▶ Task requirements:
Reproduce each line of the data below verbatim, without altering any character.

Items from a labeling collection:
— begin —
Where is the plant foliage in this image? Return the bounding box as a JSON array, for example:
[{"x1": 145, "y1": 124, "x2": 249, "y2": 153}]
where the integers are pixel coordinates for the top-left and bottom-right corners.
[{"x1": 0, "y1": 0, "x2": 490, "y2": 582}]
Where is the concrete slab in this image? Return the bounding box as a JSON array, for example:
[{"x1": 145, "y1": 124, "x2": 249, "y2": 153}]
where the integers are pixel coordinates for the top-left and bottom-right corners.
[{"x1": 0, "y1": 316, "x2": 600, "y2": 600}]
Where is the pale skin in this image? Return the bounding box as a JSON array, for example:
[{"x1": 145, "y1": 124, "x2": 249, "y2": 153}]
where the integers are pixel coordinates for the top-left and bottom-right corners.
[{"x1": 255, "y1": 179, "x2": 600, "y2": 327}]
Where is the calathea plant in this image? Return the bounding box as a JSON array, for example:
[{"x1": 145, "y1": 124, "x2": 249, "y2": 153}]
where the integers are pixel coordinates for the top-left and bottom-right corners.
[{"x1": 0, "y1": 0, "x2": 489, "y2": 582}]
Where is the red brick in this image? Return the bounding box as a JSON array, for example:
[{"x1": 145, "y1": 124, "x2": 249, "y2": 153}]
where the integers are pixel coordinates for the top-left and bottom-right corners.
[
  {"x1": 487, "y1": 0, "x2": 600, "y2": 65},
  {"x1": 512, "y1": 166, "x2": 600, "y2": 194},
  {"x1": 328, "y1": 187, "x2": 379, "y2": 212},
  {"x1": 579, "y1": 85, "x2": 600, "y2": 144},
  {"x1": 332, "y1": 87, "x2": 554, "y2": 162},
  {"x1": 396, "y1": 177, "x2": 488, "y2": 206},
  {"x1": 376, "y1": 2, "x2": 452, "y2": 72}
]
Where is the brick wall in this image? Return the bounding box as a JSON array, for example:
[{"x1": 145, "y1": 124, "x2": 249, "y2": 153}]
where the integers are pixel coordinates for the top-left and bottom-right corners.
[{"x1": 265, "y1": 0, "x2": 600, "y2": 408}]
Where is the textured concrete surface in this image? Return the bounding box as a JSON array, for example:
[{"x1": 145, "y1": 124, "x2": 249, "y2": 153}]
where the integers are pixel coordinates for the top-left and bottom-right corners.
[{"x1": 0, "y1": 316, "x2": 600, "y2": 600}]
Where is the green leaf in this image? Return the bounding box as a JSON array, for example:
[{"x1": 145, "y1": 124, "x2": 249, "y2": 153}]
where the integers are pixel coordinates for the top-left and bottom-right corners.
— end —
▶ Reply to the task:
Where is the plant foliage in this image? Return the bounding box as a JSON array, for example:
[{"x1": 145, "y1": 124, "x2": 249, "y2": 153}]
where the integers are pixel coordinates for the top-left and bottom-right corners.
[{"x1": 0, "y1": 0, "x2": 490, "y2": 582}]
Where is the concrete slab in this image? Return the bounding box as a JSON array, for example:
[{"x1": 145, "y1": 124, "x2": 249, "y2": 153}]
where the integers are pixel coordinates for the top-left and bottom-right corners.
[{"x1": 0, "y1": 316, "x2": 600, "y2": 600}]
Where is the pale skin in this image? Return the bounding box as a JSON array, for example:
[{"x1": 145, "y1": 124, "x2": 249, "y2": 153}]
where the integers are pixel coordinates for the top-left and bottom-right corners.
[{"x1": 255, "y1": 179, "x2": 600, "y2": 327}]
Where is the calathea plant in this image? Return the bounding box as a JSON array, for example:
[{"x1": 145, "y1": 124, "x2": 249, "y2": 153}]
where the integers are pixel coordinates for the top-left and bottom-right corners.
[{"x1": 0, "y1": 0, "x2": 489, "y2": 582}]
Where is the red brick in this image? Return the bounding box as a JSON array, for example:
[{"x1": 145, "y1": 124, "x2": 249, "y2": 153}]
where the integers are pixel coordinates for the top-left and bottom-right corners.
[
  {"x1": 487, "y1": 0, "x2": 600, "y2": 65},
  {"x1": 512, "y1": 166, "x2": 600, "y2": 194},
  {"x1": 328, "y1": 187, "x2": 379, "y2": 212},
  {"x1": 579, "y1": 85, "x2": 600, "y2": 144},
  {"x1": 332, "y1": 87, "x2": 554, "y2": 162},
  {"x1": 396, "y1": 177, "x2": 488, "y2": 206},
  {"x1": 376, "y1": 2, "x2": 452, "y2": 72}
]
Where is the brick wall in this image? Return the bounding box as a JSON array, for example:
[{"x1": 145, "y1": 124, "x2": 249, "y2": 153}]
where the integers are pixel coordinates for the top-left and bottom-right corners.
[{"x1": 265, "y1": 0, "x2": 600, "y2": 408}]
Where is the textured concrete surface in this image? Return the bounding box as a JSON array, for example:
[{"x1": 145, "y1": 124, "x2": 249, "y2": 153}]
where the integers are pixel coordinates for the top-left and bottom-right corners.
[{"x1": 0, "y1": 316, "x2": 600, "y2": 600}]
Where is the green leaf in this image? Return the bounding box as a JSON array, for example:
[{"x1": 145, "y1": 124, "x2": 249, "y2": 153}]
where the integers are pixel coordinates for the top-left and bottom-right corners.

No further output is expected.